*What to do:* Find each line in the entries below that contains the word "rough", and copy those lines in full.

*Dataset records:*
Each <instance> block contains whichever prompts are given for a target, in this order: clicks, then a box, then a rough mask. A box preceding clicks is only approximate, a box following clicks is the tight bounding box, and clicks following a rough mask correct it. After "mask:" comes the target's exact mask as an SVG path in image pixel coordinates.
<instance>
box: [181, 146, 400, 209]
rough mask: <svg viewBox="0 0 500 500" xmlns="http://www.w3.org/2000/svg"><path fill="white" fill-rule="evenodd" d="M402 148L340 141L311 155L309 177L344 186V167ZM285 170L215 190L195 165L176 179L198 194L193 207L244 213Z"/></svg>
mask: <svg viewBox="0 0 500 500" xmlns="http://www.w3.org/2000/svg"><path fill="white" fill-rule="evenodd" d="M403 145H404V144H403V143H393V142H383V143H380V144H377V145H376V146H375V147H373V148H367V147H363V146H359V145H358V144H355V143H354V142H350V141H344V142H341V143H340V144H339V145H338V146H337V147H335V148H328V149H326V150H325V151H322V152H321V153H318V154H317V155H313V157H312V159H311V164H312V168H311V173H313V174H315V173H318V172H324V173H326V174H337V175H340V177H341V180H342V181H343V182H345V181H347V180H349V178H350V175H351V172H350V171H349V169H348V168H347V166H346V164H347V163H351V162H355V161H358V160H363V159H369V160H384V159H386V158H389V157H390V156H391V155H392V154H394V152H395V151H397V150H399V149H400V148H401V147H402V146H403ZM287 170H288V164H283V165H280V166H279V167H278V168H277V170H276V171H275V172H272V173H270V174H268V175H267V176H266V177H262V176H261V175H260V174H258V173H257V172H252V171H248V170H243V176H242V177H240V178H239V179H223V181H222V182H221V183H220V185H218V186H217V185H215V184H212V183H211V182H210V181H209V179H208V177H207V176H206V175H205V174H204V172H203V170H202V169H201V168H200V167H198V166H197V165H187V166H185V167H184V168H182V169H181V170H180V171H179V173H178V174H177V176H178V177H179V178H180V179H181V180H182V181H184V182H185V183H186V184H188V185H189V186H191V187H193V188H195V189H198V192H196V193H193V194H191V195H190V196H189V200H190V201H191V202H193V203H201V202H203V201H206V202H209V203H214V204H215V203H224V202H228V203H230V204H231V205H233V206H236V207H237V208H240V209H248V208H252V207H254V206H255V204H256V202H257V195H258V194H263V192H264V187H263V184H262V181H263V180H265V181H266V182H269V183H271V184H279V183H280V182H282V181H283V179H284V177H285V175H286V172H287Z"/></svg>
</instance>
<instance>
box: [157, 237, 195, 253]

*Exercise solution:*
Each <instance> block contains whichever prompts are given for a target, in this order: clicks, then a box, then a rough mask. A box preceding clicks is only approximate, a box following clicks is the tight bounding box, and clicks following a rough mask correct it. After "mask:" comes the target's exact mask as an SVG path in image pixel coordinates.
rough mask: <svg viewBox="0 0 500 500" xmlns="http://www.w3.org/2000/svg"><path fill="white" fill-rule="evenodd" d="M402 148L340 141L311 155L309 177L344 186V167ZM285 170L215 190L195 165L176 179L198 194L193 207L244 213Z"/></svg>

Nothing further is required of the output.